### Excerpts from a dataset
##############################

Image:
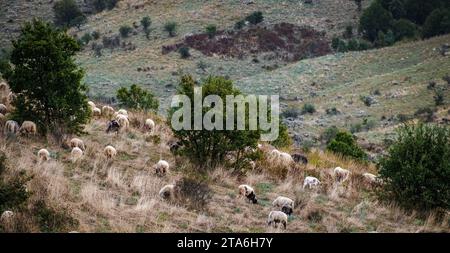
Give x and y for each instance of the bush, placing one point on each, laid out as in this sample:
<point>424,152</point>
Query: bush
<point>308,108</point>
<point>137,98</point>
<point>125,31</point>
<point>416,170</point>
<point>184,52</point>
<point>171,28</point>
<point>345,144</point>
<point>44,67</point>
<point>67,13</point>
<point>255,18</point>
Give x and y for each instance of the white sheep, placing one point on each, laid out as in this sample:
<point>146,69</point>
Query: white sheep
<point>248,192</point>
<point>43,155</point>
<point>285,203</point>
<point>161,167</point>
<point>310,182</point>
<point>11,127</point>
<point>341,174</point>
<point>76,154</point>
<point>277,217</point>
<point>107,111</point>
<point>28,127</point>
<point>76,142</point>
<point>110,151</point>
<point>149,125</point>
<point>167,192</point>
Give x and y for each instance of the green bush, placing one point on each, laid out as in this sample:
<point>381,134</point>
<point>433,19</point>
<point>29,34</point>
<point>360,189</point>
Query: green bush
<point>345,144</point>
<point>416,170</point>
<point>137,98</point>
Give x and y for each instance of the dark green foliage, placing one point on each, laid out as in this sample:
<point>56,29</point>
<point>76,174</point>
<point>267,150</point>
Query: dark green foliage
<point>171,28</point>
<point>375,19</point>
<point>125,31</point>
<point>255,18</point>
<point>67,13</point>
<point>437,23</point>
<point>416,171</point>
<point>345,144</point>
<point>207,148</point>
<point>47,79</point>
<point>137,98</point>
<point>184,52</point>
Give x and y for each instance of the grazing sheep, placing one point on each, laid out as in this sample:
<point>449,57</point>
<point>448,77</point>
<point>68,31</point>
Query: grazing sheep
<point>3,109</point>
<point>285,203</point>
<point>167,192</point>
<point>149,125</point>
<point>11,127</point>
<point>110,152</point>
<point>6,216</point>
<point>123,121</point>
<point>310,182</point>
<point>299,158</point>
<point>28,127</point>
<point>113,126</point>
<point>96,112</point>
<point>43,155</point>
<point>75,142</point>
<point>247,191</point>
<point>107,111</point>
<point>161,167</point>
<point>277,217</point>
<point>76,154</point>
<point>341,174</point>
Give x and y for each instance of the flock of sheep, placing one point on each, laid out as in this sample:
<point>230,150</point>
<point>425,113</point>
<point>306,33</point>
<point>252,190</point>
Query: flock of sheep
<point>120,121</point>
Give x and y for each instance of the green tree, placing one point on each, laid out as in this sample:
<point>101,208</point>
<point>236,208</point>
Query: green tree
<point>207,148</point>
<point>137,98</point>
<point>44,75</point>
<point>345,144</point>
<point>67,13</point>
<point>416,171</point>
<point>373,20</point>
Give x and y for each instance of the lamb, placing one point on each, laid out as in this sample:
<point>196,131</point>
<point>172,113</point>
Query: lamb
<point>310,182</point>
<point>107,111</point>
<point>28,127</point>
<point>110,152</point>
<point>167,192</point>
<point>76,154</point>
<point>341,174</point>
<point>285,203</point>
<point>43,155</point>
<point>277,217</point>
<point>113,126</point>
<point>3,109</point>
<point>11,127</point>
<point>149,125</point>
<point>75,142</point>
<point>161,167</point>
<point>299,158</point>
<point>123,121</point>
<point>247,191</point>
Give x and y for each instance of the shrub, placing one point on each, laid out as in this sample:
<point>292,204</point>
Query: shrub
<point>125,31</point>
<point>345,144</point>
<point>184,52</point>
<point>171,28</point>
<point>255,18</point>
<point>137,98</point>
<point>211,30</point>
<point>67,13</point>
<point>308,108</point>
<point>416,170</point>
<point>44,67</point>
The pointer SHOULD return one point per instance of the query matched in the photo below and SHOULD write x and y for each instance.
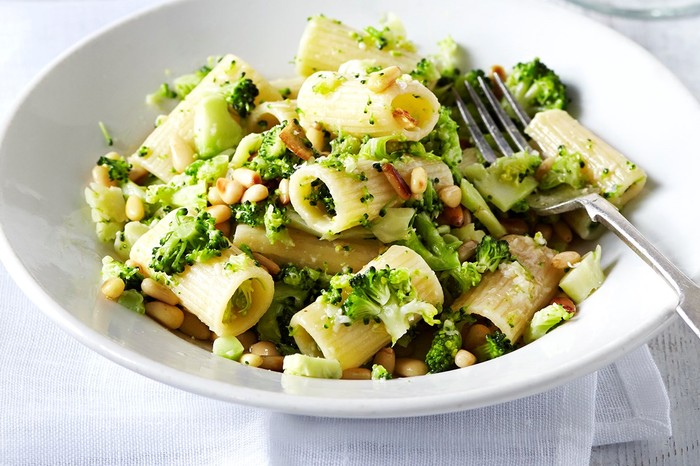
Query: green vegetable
(228, 347)
(585, 277)
(309, 366)
(545, 320)
(190, 239)
(214, 128)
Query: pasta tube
(511, 295)
(357, 197)
(367, 105)
(327, 43)
(155, 154)
(309, 251)
(352, 345)
(228, 293)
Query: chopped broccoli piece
(545, 320)
(536, 87)
(190, 239)
(379, 372)
(118, 168)
(425, 239)
(242, 96)
(496, 345)
(386, 295)
(490, 253)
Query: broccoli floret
(386, 295)
(496, 345)
(425, 239)
(566, 169)
(118, 168)
(190, 239)
(242, 96)
(490, 253)
(536, 87)
(379, 372)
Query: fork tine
(503, 117)
(481, 144)
(517, 108)
(493, 129)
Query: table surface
(676, 350)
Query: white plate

##############################

### Work instructions
Skip the pictures, then return the rest of the data exactly.

### Answer
Image:
Give x and y for each instance of the bush, placing one point on each, laid out as in this sample:
<point>424,152</point>
Query: bush
<point>308,108</point>
<point>137,98</point>
<point>125,31</point>
<point>416,170</point>
<point>184,52</point>
<point>171,28</point>
<point>345,144</point>
<point>44,67</point>
<point>67,13</point>
<point>255,18</point>
Give x and y for each instance of the white sheep, placing one point on each, laid out as in this sample:
<point>146,69</point>
Query: white sheep
<point>248,192</point>
<point>43,155</point>
<point>285,203</point>
<point>161,167</point>
<point>310,182</point>
<point>11,127</point>
<point>341,174</point>
<point>76,154</point>
<point>277,217</point>
<point>107,111</point>
<point>28,127</point>
<point>76,142</point>
<point>110,151</point>
<point>149,125</point>
<point>167,192</point>
Give x and y for each instance of the green bush, placing one point on each, laid out as in this sample:
<point>381,134</point>
<point>433,19</point>
<point>29,34</point>
<point>360,189</point>
Query: green bush
<point>345,144</point>
<point>416,170</point>
<point>137,98</point>
Give x and y for each instance of the dark green foliage, placing one point on each, laid out as in this sample:
<point>56,29</point>
<point>76,174</point>
<point>267,150</point>
Query: dark green foliage
<point>171,28</point>
<point>375,19</point>
<point>125,31</point>
<point>255,18</point>
<point>67,13</point>
<point>437,23</point>
<point>416,171</point>
<point>345,144</point>
<point>207,148</point>
<point>47,79</point>
<point>137,98</point>
<point>184,52</point>
Give x and y for each instance of the grazing sheep, placing one point on each, laid out as in this sample:
<point>449,57</point>
<point>448,77</point>
<point>68,31</point>
Query: grazing sheep
<point>3,109</point>
<point>285,203</point>
<point>167,192</point>
<point>149,125</point>
<point>11,127</point>
<point>110,152</point>
<point>6,216</point>
<point>123,121</point>
<point>310,182</point>
<point>299,158</point>
<point>28,127</point>
<point>113,126</point>
<point>96,112</point>
<point>43,155</point>
<point>75,142</point>
<point>247,191</point>
<point>107,111</point>
<point>161,167</point>
<point>277,217</point>
<point>76,154</point>
<point>341,174</point>
Give x and y for each instance of the flock of sheep, placing one point on each, laid out as in this sample:
<point>230,150</point>
<point>425,113</point>
<point>306,33</point>
<point>252,190</point>
Query: flock of sheep
<point>120,121</point>
Give x and y for each instance of the green tree, placing one point on each, laid out as in this sample:
<point>101,208</point>
<point>236,208</point>
Query: green tree
<point>207,148</point>
<point>137,98</point>
<point>44,75</point>
<point>345,144</point>
<point>67,13</point>
<point>416,171</point>
<point>373,20</point>
Give x and y for each instance of the lamb, placing one point on each, laid out as in this sample:
<point>196,131</point>
<point>172,113</point>
Query: lamb
<point>310,182</point>
<point>107,111</point>
<point>28,127</point>
<point>110,152</point>
<point>167,192</point>
<point>76,154</point>
<point>341,174</point>
<point>285,203</point>
<point>43,155</point>
<point>277,217</point>
<point>113,126</point>
<point>3,109</point>
<point>11,127</point>
<point>149,125</point>
<point>75,142</point>
<point>161,167</point>
<point>299,158</point>
<point>123,121</point>
<point>247,191</point>
Give x and y for each instance of the shrub, placing one point on each, laid out as in this sample:
<point>292,204</point>
Query: shrub
<point>125,31</point>
<point>345,144</point>
<point>184,52</point>
<point>171,28</point>
<point>255,18</point>
<point>137,98</point>
<point>211,30</point>
<point>67,13</point>
<point>308,108</point>
<point>416,170</point>
<point>44,67</point>
The pointer SHOULD return one point per instance of the query matched in the photo below and SHOULD write x and y for each instance.
Query: green vegetable
(228, 347)
(585, 277)
(309, 366)
(545, 320)
(190, 239)
(214, 128)
Query: pasta tube
(511, 295)
(357, 197)
(367, 105)
(327, 43)
(155, 154)
(309, 251)
(352, 345)
(228, 293)
Query: chopped broccoli piece
(545, 320)
(536, 87)
(190, 239)
(379, 372)
(118, 168)
(425, 239)
(242, 96)
(496, 345)
(386, 295)
(490, 253)
Query: broccoli floret
(386, 295)
(496, 345)
(425, 239)
(566, 169)
(118, 168)
(190, 239)
(242, 96)
(490, 253)
(536, 87)
(379, 372)
Query: fork tine
(503, 117)
(481, 144)
(517, 108)
(493, 129)
Query: table surface
(676, 350)
Query: white plate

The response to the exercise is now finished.